## Written exercise
All of the data below should be written out exactly.

## Recorded information
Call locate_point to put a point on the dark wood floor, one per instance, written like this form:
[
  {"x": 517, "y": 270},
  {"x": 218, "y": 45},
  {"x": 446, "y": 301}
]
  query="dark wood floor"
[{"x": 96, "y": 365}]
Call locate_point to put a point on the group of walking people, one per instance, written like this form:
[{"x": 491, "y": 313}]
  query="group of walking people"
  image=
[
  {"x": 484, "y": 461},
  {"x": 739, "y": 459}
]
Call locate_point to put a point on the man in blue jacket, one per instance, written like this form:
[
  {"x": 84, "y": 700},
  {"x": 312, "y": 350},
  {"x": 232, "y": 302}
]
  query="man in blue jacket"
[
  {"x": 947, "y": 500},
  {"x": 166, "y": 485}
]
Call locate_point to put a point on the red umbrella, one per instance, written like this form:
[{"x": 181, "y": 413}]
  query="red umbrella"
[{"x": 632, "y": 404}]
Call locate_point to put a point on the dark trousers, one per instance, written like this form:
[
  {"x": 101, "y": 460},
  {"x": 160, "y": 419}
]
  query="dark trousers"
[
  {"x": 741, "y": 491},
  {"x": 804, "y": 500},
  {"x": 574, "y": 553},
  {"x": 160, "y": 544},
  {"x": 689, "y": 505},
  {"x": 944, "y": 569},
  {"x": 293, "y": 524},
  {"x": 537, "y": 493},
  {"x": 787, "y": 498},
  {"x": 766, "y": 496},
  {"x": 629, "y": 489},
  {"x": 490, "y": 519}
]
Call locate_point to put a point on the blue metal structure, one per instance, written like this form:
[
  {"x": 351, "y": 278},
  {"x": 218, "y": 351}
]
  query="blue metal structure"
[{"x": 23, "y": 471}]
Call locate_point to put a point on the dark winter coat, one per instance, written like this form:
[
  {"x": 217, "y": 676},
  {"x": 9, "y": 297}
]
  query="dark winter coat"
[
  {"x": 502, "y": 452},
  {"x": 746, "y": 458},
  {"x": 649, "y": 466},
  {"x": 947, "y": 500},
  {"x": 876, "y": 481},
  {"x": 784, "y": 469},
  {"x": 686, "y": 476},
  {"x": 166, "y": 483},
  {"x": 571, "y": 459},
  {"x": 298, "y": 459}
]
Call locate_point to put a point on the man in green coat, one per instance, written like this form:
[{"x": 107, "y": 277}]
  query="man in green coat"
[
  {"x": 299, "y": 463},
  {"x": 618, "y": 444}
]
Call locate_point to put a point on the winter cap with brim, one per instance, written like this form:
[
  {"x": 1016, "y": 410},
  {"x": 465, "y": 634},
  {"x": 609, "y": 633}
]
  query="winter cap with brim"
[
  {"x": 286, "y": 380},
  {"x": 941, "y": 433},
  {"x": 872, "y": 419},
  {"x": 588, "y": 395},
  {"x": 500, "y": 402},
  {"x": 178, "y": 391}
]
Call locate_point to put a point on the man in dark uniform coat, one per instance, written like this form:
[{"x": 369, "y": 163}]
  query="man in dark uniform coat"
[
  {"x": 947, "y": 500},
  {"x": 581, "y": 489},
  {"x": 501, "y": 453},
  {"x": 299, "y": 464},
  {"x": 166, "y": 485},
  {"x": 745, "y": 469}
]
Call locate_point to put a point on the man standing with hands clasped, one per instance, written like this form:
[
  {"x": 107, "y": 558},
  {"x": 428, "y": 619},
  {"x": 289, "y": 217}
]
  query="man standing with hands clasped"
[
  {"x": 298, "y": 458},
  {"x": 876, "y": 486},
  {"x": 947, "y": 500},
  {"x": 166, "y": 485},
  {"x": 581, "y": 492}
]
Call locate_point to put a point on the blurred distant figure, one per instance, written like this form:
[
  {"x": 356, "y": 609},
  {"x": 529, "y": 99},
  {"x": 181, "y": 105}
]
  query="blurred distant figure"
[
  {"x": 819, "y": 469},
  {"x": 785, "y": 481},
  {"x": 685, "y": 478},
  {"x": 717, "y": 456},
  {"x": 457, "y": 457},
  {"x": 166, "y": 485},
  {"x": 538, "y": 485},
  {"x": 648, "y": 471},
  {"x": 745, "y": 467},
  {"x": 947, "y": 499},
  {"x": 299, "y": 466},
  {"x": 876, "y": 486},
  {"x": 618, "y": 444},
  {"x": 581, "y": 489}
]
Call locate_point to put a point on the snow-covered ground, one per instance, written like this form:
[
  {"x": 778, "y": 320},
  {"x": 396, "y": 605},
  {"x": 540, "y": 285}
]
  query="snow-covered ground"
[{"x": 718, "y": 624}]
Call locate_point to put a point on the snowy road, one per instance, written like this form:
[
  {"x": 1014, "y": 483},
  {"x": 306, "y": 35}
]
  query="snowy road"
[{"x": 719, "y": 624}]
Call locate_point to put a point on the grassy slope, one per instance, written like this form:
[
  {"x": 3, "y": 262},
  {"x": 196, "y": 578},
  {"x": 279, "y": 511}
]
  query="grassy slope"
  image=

## Solution to the problem
Call locate_point to put a point on the dark wood floor, one per instance, written like this form:
[
  {"x": 517, "y": 270},
  {"x": 218, "y": 45},
  {"x": 446, "y": 301}
]
  query="dark wood floor"
[{"x": 96, "y": 365}]
Call locate_point to put a point on the group of walking people, one per instance, written like this form:
[{"x": 491, "y": 313}]
  query="group of walking people"
  image=
[
  {"x": 484, "y": 461},
  {"x": 739, "y": 459}
]
Call locate_point to put a point on the man in blue jacket, one per instance, written like this form:
[
  {"x": 84, "y": 700},
  {"x": 312, "y": 350},
  {"x": 232, "y": 302}
]
  query="man in blue jacket"
[
  {"x": 947, "y": 500},
  {"x": 166, "y": 485}
]
Call locate_point to put a point on the red umbrella, one per instance, written like this form:
[{"x": 181, "y": 413}]
  query="red umbrella"
[{"x": 632, "y": 404}]
Call locate_point to put a point on the dark trousers, one per instance, written like this form:
[
  {"x": 101, "y": 460},
  {"x": 160, "y": 419}
]
  query="dark trousers"
[
  {"x": 741, "y": 491},
  {"x": 804, "y": 500},
  {"x": 574, "y": 553},
  {"x": 160, "y": 544},
  {"x": 689, "y": 505},
  {"x": 944, "y": 569},
  {"x": 293, "y": 524},
  {"x": 537, "y": 493},
  {"x": 787, "y": 498},
  {"x": 766, "y": 496},
  {"x": 629, "y": 489},
  {"x": 490, "y": 519}
]
Call locate_point to put a point on the blue metal structure, one per instance, written like this form:
[
  {"x": 351, "y": 278},
  {"x": 218, "y": 351}
]
  query="blue metal structure"
[{"x": 23, "y": 471}]
Call locate_point to put a point on the dark winter coat, one per instance, written like this form:
[
  {"x": 217, "y": 676},
  {"x": 9, "y": 297}
]
  query="dark winter coat"
[
  {"x": 502, "y": 452},
  {"x": 746, "y": 458},
  {"x": 649, "y": 466},
  {"x": 947, "y": 500},
  {"x": 876, "y": 481},
  {"x": 784, "y": 469},
  {"x": 686, "y": 476},
  {"x": 166, "y": 483},
  {"x": 571, "y": 459},
  {"x": 298, "y": 459}
]
Call locate_point to put a point on the man in green coat, one per instance, written like this form:
[{"x": 107, "y": 277}]
  query="man in green coat"
[
  {"x": 299, "y": 463},
  {"x": 618, "y": 444}
]
Call locate_point to put a point on the winter cap with brim, one per instance, written like this form:
[
  {"x": 1016, "y": 410},
  {"x": 465, "y": 634},
  {"x": 609, "y": 633}
]
  query="winter cap with brim"
[
  {"x": 286, "y": 380},
  {"x": 941, "y": 433},
  {"x": 872, "y": 419},
  {"x": 588, "y": 395},
  {"x": 500, "y": 402},
  {"x": 178, "y": 391}
]
Call locate_point to put a point on the man in dark uniform coat, one per instance, written like this form:
[{"x": 369, "y": 163}]
  query="man in dark uniform coat"
[
  {"x": 947, "y": 500},
  {"x": 581, "y": 489},
  {"x": 501, "y": 453},
  {"x": 299, "y": 464},
  {"x": 166, "y": 485},
  {"x": 745, "y": 469}
]
Call locate_point to put a point on the man standing with hands clasped, one per instance, written like this form:
[
  {"x": 107, "y": 558},
  {"x": 428, "y": 619},
  {"x": 289, "y": 217}
]
  query="man standing with hands clasped"
[
  {"x": 298, "y": 458},
  {"x": 876, "y": 486},
  {"x": 947, "y": 500},
  {"x": 166, "y": 485},
  {"x": 581, "y": 492}
]
Call locate_point to put a point on the blurred distant figure, one per instance, written like this form:
[
  {"x": 356, "y": 609},
  {"x": 529, "y": 99},
  {"x": 181, "y": 105}
]
  query="blurred distant figure"
[
  {"x": 819, "y": 469},
  {"x": 785, "y": 481},
  {"x": 685, "y": 478},
  {"x": 717, "y": 456},
  {"x": 457, "y": 457},
  {"x": 166, "y": 485},
  {"x": 538, "y": 485},
  {"x": 648, "y": 471},
  {"x": 745, "y": 467},
  {"x": 947, "y": 499},
  {"x": 299, "y": 466},
  {"x": 876, "y": 486},
  {"x": 618, "y": 444},
  {"x": 581, "y": 489}
]
Call locate_point to put a point on the snow-covered ground, one per instance, written like this form:
[
  {"x": 778, "y": 320},
  {"x": 396, "y": 605},
  {"x": 540, "y": 285}
]
  query="snow-covered ground"
[{"x": 718, "y": 624}]
Call locate_point to put a point on the snowy road, one per instance, written like this form:
[
  {"x": 1014, "y": 483},
  {"x": 306, "y": 35}
]
  query="snowy road"
[{"x": 719, "y": 624}]
Call locate_point to put a point on the grassy slope, one per instance, written like this form:
[
  {"x": 3, "y": 262},
  {"x": 196, "y": 578},
  {"x": 279, "y": 511}
]
  query="grassy slope"
  image=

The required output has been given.